Provided passage:
* start *
Whatever be the truth of the matter, it is clear (see para. 3 of the Respondent's Written Submissions) that neither in the Written Submissions which were filed prior to, nor in the oral submissions which were advanced on, the hearing of the appeal was any submission directed to the question of contributory negligence by either party on the hearing of the appeal.
The Respondent's Written Submissions contained the following:
"6.The issue of contributory negligence was not considered by this Court when determining the appeal. No submissions were made on the issue nor was the Court invited to make any findings in relation to the issue.
7.It is submitted that it could not have been the intention of this Court to deprive the Respondent of the opportunity to contest the issue of contributory negligence in the circumstances."
while the Respondent's Further Submissions contained the following:
"2.It is submitted that in the present case, the issue of contributory negligence on the part of the Appellant was overlooked by counsel for the Parties and by the Court as a result of the issue not having been dealt with by the trial Judge because of his finding of liability in favour of the Respondent. An injustice will be occasioned if the Respondent is deprived of its entitlement to be heard on the issue of contributory negligence."
* end *
Listing:
* start *
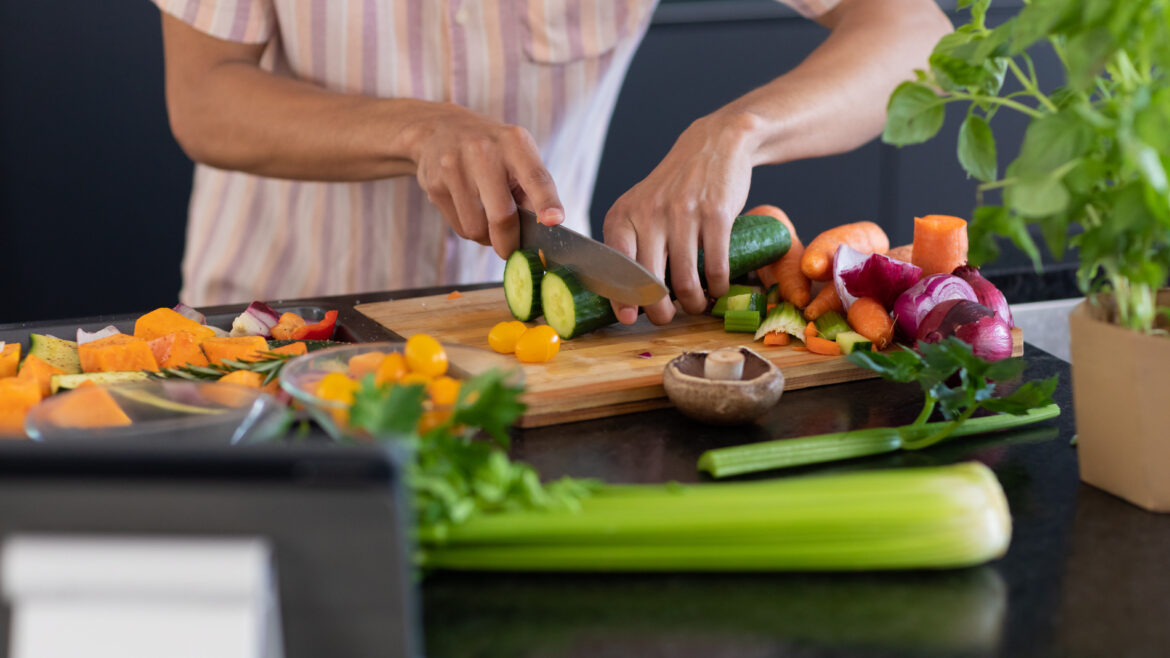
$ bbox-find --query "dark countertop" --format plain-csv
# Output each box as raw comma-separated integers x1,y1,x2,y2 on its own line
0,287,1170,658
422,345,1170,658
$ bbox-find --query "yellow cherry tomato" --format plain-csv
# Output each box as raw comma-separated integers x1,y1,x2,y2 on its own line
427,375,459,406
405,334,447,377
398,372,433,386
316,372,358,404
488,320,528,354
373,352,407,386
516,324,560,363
* end *
* start *
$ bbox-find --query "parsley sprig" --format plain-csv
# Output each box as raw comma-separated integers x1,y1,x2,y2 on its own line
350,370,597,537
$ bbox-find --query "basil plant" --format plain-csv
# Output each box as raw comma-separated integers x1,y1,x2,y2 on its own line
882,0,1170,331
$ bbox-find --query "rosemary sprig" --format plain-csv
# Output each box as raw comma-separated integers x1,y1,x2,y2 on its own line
* end *
Required task: Reproduce word for word the part of the passage on contributory negligence from "The Respondent's Written Submissions contained" to "to the issue.".

The reply:
The Respondent's Written Submissions contained the following:
"6.The issue of contributory negligence was not considered by this Court when determining the appeal. No submissions were made on the issue nor was the Court invited to make any findings in relation to the issue.